▸ **Stated task**: From the graham cracker thread, extract the passage word for word, starting at the words "# Homemade Graham" and stopping after the words "for my kid.".

▸ **Source passage**:
# Homemade Graham Crackers



## B'sgirl (Nov 11, 2008)

I don't know where this thread really belongs, I was just really excited that I was able to make my own graham crackers. They are gluten/dairy free and low corn. (I just found out my kid can't have corn either). I substituted baking soda and cream of tartar for the baking powder and fortunately it worked. I need to work on finding some corn-free baking soda. The only corn element was in the fake butter I used which has natural flavoring derived from corn. Hopefully that is not enough to bother him. I wonder if I could substitute soy milk and molasses for butter in this recipe. Hmmm. Anyway, I was really excited that they turned out because I had run out of snack ideas for my kid.


----------



## snack_pack85 (Nov 11, 2008)

......okay......recipe please...


----------



## B'sgirl (Nov 11, 2008)

Alright. Mix 1 1/2 cups flour with 1/2 c starch of your choice (corn, flour, tapioca), 2 1/2 tsp baking soda, a tsp or so of cinnamon, and I like to throw in some Jamaican Allspice. Then in another bowl melt abt 3/4 c butter. Add 1/4 c honey and 1 tsp vanilla. It might be good to throw in a little molasses too. Slowly add the powder to the liquid and make it into a ball that you can work with your hands. You might need to add a little water, or starch of your choice to make it thinner or thicker, as needed. Refrigerate for an hour. Preaheat oven to 325. Then dust a piece of saran wrap with starch (parchment or wax paper might work too) and roll it out. It's easier to roll if you put saran wrap on top as well so the dough doesn't stick to the rolling pin. When you have filled the plastic wrap pull off the top layer and flip it upside down on a lightly greased baking sheet. Roll or spread with your fingers until it is about 1/8" thick. Cut it into slices with a pizza roller and stab with fork (about 5 times for every 3 square inches). I made patterns on mine with animal cookie cutters, it was very cute. Then bake them for 30 minutes. It's best to break them apart with a spatula as soon as you take them out, while they are still soft, because they get hard fast and then they don't break as smoothly.


----------



## snack_pack85 (Nov 11, 2008)

SWEET, thanks!


----------

▸ **Supplied data**:

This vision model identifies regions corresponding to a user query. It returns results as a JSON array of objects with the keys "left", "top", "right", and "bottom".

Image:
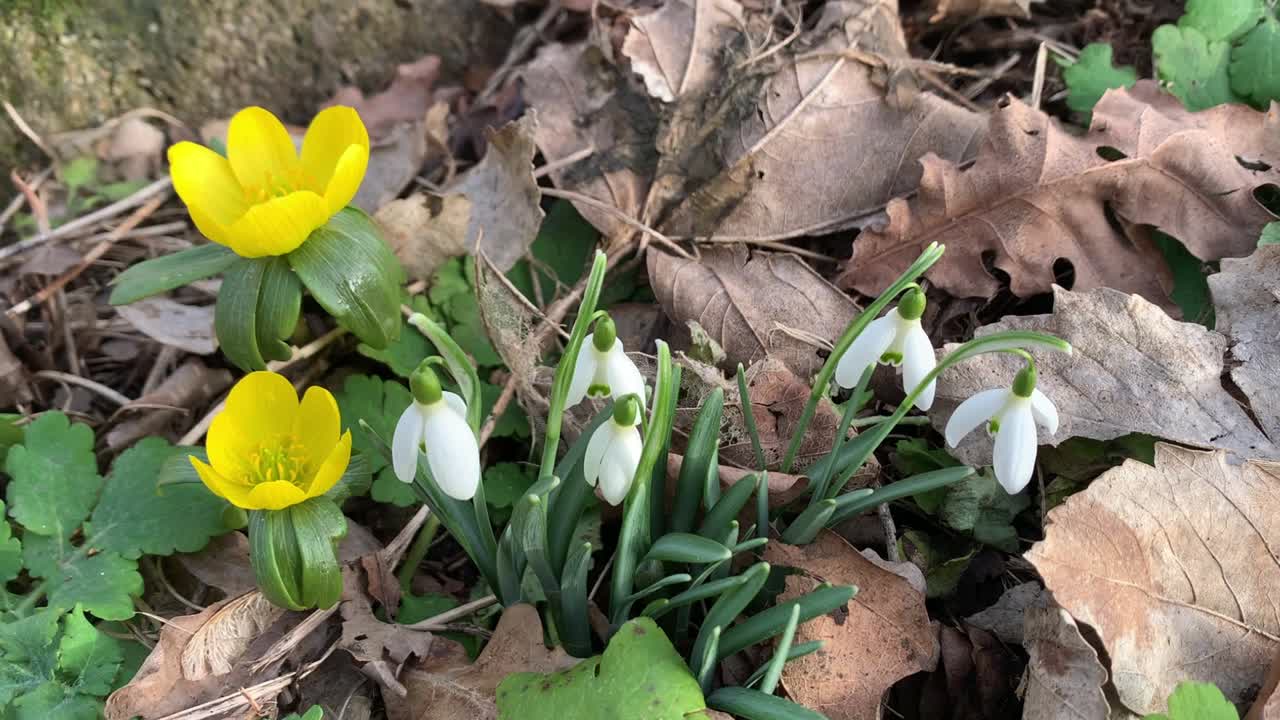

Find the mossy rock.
[{"left": 0, "top": 0, "right": 511, "bottom": 175}]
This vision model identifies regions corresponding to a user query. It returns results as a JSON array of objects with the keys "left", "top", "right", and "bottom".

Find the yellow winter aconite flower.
[
  {"left": 191, "top": 372, "right": 351, "bottom": 510},
  {"left": 169, "top": 106, "right": 369, "bottom": 258}
]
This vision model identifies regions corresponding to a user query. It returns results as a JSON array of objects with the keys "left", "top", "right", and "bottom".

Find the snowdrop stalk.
[
  {"left": 538, "top": 251, "right": 607, "bottom": 479},
  {"left": 781, "top": 242, "right": 946, "bottom": 473},
  {"left": 832, "top": 331, "right": 1071, "bottom": 488}
]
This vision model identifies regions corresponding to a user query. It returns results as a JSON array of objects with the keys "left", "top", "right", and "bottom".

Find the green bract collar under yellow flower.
[
  {"left": 169, "top": 106, "right": 369, "bottom": 258},
  {"left": 191, "top": 372, "right": 351, "bottom": 510}
]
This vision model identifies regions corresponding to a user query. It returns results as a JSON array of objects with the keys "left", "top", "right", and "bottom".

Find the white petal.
[
  {"left": 902, "top": 322, "right": 938, "bottom": 410},
  {"left": 991, "top": 401, "right": 1036, "bottom": 495},
  {"left": 600, "top": 462, "right": 631, "bottom": 505},
  {"left": 1032, "top": 388, "right": 1057, "bottom": 434},
  {"left": 836, "top": 313, "right": 897, "bottom": 389},
  {"left": 564, "top": 334, "right": 595, "bottom": 409},
  {"left": 942, "top": 387, "right": 1010, "bottom": 447},
  {"left": 582, "top": 418, "right": 613, "bottom": 487},
  {"left": 600, "top": 423, "right": 644, "bottom": 505},
  {"left": 442, "top": 391, "right": 467, "bottom": 420},
  {"left": 604, "top": 341, "right": 644, "bottom": 409},
  {"left": 422, "top": 407, "right": 480, "bottom": 500},
  {"left": 392, "top": 402, "right": 422, "bottom": 483}
]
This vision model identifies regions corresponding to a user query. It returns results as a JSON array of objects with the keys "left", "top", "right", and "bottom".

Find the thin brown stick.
[
  {"left": 5, "top": 192, "right": 169, "bottom": 318},
  {"left": 0, "top": 177, "right": 173, "bottom": 260}
]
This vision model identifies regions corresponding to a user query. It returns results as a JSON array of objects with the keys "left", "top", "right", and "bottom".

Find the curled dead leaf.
[
  {"left": 840, "top": 83, "right": 1280, "bottom": 304},
  {"left": 764, "top": 530, "right": 938, "bottom": 720},
  {"left": 648, "top": 245, "right": 858, "bottom": 378},
  {"left": 1023, "top": 606, "right": 1111, "bottom": 720},
  {"left": 931, "top": 287, "right": 1280, "bottom": 465},
  {"left": 1027, "top": 443, "right": 1280, "bottom": 714},
  {"left": 182, "top": 591, "right": 284, "bottom": 682}
]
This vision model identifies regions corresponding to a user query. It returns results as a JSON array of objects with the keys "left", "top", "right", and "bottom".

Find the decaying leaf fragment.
[
  {"left": 1023, "top": 606, "right": 1111, "bottom": 720},
  {"left": 838, "top": 82, "right": 1280, "bottom": 304},
  {"left": 931, "top": 287, "right": 1280, "bottom": 464},
  {"left": 764, "top": 530, "right": 938, "bottom": 720},
  {"left": 648, "top": 243, "right": 858, "bottom": 378},
  {"left": 524, "top": 0, "right": 982, "bottom": 240},
  {"left": 1027, "top": 443, "right": 1280, "bottom": 714}
]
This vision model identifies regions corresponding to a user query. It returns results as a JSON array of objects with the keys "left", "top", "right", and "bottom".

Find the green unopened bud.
[
  {"left": 591, "top": 313, "right": 618, "bottom": 352},
  {"left": 613, "top": 395, "right": 640, "bottom": 428},
  {"left": 1014, "top": 363, "right": 1036, "bottom": 397},
  {"left": 897, "top": 288, "right": 925, "bottom": 320},
  {"left": 408, "top": 357, "right": 444, "bottom": 405}
]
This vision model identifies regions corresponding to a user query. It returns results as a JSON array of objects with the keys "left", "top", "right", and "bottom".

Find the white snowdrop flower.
[
  {"left": 582, "top": 395, "right": 644, "bottom": 505},
  {"left": 566, "top": 315, "right": 644, "bottom": 410},
  {"left": 836, "top": 290, "right": 937, "bottom": 410},
  {"left": 392, "top": 363, "right": 480, "bottom": 500},
  {"left": 945, "top": 365, "right": 1057, "bottom": 495}
]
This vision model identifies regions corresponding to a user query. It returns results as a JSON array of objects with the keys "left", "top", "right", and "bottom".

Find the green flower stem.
[
  {"left": 609, "top": 341, "right": 680, "bottom": 625},
  {"left": 781, "top": 242, "right": 945, "bottom": 473},
  {"left": 396, "top": 512, "right": 440, "bottom": 592},
  {"left": 538, "top": 250, "right": 607, "bottom": 478},
  {"left": 819, "top": 331, "right": 1071, "bottom": 487}
]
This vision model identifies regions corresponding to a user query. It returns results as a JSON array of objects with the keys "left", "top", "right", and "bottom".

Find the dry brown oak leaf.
[
  {"left": 1023, "top": 606, "right": 1111, "bottom": 720},
  {"left": 931, "top": 283, "right": 1280, "bottom": 465},
  {"left": 1027, "top": 443, "right": 1280, "bottom": 715},
  {"left": 837, "top": 83, "right": 1280, "bottom": 305},
  {"left": 524, "top": 0, "right": 983, "bottom": 240},
  {"left": 764, "top": 530, "right": 938, "bottom": 720},
  {"left": 648, "top": 243, "right": 858, "bottom": 378}
]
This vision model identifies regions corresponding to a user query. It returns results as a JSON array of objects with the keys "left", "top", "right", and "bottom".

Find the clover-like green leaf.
[
  {"left": 0, "top": 501, "right": 22, "bottom": 585},
  {"left": 1143, "top": 682, "right": 1240, "bottom": 720},
  {"left": 22, "top": 536, "right": 142, "bottom": 620},
  {"left": 1151, "top": 26, "right": 1239, "bottom": 110},
  {"left": 1178, "top": 0, "right": 1266, "bottom": 42},
  {"left": 84, "top": 437, "right": 228, "bottom": 559},
  {"left": 5, "top": 413, "right": 102, "bottom": 538},
  {"left": 498, "top": 618, "right": 708, "bottom": 720},
  {"left": 1230, "top": 15, "right": 1280, "bottom": 106},
  {"left": 1059, "top": 42, "right": 1138, "bottom": 117},
  {"left": 335, "top": 371, "right": 422, "bottom": 507}
]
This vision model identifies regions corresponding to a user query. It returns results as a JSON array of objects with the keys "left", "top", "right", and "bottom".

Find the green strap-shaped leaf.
[
  {"left": 256, "top": 258, "right": 302, "bottom": 361},
  {"left": 214, "top": 259, "right": 270, "bottom": 373},
  {"left": 288, "top": 208, "right": 404, "bottom": 350},
  {"left": 110, "top": 243, "right": 239, "bottom": 305}
]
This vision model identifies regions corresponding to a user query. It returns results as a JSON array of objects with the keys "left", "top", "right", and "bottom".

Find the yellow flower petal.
[
  {"left": 302, "top": 105, "right": 369, "bottom": 213},
  {"left": 227, "top": 108, "right": 301, "bottom": 192},
  {"left": 293, "top": 387, "right": 342, "bottom": 464},
  {"left": 169, "top": 142, "right": 248, "bottom": 225},
  {"left": 205, "top": 411, "right": 253, "bottom": 482},
  {"left": 306, "top": 430, "right": 351, "bottom": 497},
  {"left": 324, "top": 145, "right": 369, "bottom": 213},
  {"left": 243, "top": 480, "right": 307, "bottom": 510},
  {"left": 221, "top": 370, "right": 298, "bottom": 445},
  {"left": 227, "top": 190, "right": 329, "bottom": 258}
]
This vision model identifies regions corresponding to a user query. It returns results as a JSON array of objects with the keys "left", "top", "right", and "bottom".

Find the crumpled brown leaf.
[
  {"left": 374, "top": 192, "right": 471, "bottom": 279},
  {"left": 115, "top": 297, "right": 218, "bottom": 355},
  {"left": 764, "top": 530, "right": 938, "bottom": 720},
  {"left": 524, "top": 0, "right": 982, "bottom": 240},
  {"left": 182, "top": 591, "right": 284, "bottom": 682},
  {"left": 448, "top": 114, "right": 544, "bottom": 273},
  {"left": 383, "top": 605, "right": 577, "bottom": 720},
  {"left": 929, "top": 0, "right": 1038, "bottom": 23},
  {"left": 1027, "top": 443, "right": 1280, "bottom": 714},
  {"left": 931, "top": 287, "right": 1280, "bottom": 464},
  {"left": 838, "top": 83, "right": 1280, "bottom": 304},
  {"left": 1208, "top": 245, "right": 1280, "bottom": 441},
  {"left": 1023, "top": 606, "right": 1111, "bottom": 720},
  {"left": 105, "top": 591, "right": 289, "bottom": 720},
  {"left": 648, "top": 243, "right": 858, "bottom": 378}
]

▸ **Task solution**:
# Homemade Graham Crackers



## B'sgirl (Nov 11, 2008)

I don't know where this thread really belongs, I was just really excited that I was able to make my own graham crackers. They are gluten/dairy free and low corn. (I just found out my kid can't have corn either). I substituted baking soda and cream of tartar for the baking powder and fortunately it worked. I need to work on finding some corn-free baking soda. The only corn element was in the fake butter I used which has natural flavoring derived from corn. Hopefully that is not enough to bother him. I wonder if I could substitute soy milk and molasses for butter in this recipe. Hmmm. Anyway, I was really excited that they turned out because I had run out of snack ideas for my kid.